EXERCISE INSTRUCTIONS: Please repeat only the stretch of records running from the first line through the line that contains "point(86, 169)".
MATERIAL FOR THIS TASK Start Marker
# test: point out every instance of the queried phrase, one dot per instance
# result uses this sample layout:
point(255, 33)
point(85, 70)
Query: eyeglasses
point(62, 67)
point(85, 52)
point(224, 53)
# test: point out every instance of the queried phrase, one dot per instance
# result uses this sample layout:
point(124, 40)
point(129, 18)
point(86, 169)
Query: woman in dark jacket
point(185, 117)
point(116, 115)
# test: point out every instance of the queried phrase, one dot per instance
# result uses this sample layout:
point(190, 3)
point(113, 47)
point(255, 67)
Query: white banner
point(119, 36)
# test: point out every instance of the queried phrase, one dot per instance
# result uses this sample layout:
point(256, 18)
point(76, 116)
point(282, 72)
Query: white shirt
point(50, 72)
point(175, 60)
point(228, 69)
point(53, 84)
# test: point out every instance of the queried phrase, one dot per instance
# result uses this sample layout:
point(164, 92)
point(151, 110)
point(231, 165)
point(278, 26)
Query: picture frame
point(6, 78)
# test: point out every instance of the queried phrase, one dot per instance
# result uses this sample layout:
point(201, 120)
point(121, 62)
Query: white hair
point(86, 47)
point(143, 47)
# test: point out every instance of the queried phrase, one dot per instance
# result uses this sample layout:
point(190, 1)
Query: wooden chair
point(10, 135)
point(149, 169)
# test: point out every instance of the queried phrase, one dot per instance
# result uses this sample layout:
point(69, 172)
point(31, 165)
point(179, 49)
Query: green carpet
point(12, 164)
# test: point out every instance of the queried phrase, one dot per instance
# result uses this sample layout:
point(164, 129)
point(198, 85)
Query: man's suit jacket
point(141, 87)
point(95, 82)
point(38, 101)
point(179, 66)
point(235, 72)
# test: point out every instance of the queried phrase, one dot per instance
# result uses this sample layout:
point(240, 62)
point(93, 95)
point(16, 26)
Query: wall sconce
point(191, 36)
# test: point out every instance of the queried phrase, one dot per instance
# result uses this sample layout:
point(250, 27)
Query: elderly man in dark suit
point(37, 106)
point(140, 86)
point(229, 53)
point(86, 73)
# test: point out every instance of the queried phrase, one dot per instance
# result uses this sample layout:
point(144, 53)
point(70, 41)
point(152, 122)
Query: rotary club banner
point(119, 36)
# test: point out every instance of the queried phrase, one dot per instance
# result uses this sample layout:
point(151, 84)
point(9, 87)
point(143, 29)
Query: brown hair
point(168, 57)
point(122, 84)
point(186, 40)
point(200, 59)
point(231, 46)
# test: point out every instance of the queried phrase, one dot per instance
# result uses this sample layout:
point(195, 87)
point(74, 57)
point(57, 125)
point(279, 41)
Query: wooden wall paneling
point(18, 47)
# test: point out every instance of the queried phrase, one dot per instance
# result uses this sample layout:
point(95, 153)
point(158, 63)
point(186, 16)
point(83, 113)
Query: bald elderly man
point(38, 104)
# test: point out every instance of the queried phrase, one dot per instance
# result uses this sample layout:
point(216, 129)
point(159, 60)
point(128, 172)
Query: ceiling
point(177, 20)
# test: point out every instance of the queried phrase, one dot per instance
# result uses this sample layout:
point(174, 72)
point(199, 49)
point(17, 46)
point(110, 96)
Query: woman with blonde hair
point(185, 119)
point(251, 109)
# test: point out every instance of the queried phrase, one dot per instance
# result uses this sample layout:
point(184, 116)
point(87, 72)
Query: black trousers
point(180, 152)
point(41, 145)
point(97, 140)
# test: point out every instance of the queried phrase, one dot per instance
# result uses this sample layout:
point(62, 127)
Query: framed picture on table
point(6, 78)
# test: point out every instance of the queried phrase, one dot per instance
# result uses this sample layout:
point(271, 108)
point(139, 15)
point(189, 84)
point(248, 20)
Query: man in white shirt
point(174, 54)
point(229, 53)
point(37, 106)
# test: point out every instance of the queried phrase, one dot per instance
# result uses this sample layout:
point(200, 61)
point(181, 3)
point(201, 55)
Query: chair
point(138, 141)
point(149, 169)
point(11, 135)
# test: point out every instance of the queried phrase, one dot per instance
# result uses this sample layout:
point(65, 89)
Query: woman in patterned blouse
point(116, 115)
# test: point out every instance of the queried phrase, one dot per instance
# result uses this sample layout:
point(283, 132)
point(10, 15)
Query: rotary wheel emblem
MATERIAL FOR THIS TASK End Marker
WRITTEN ANSWER:
# test: point out every instance of the queried phrase, one dot per instance
# result uses this sample layout:
point(255, 33)
point(85, 70)
Query: eyeglasses
point(62, 67)
point(85, 52)
point(224, 53)
# test: point out every instance of the queried phrase, one dot per instance
# result uses this sample layout:
point(124, 40)
point(129, 18)
point(86, 169)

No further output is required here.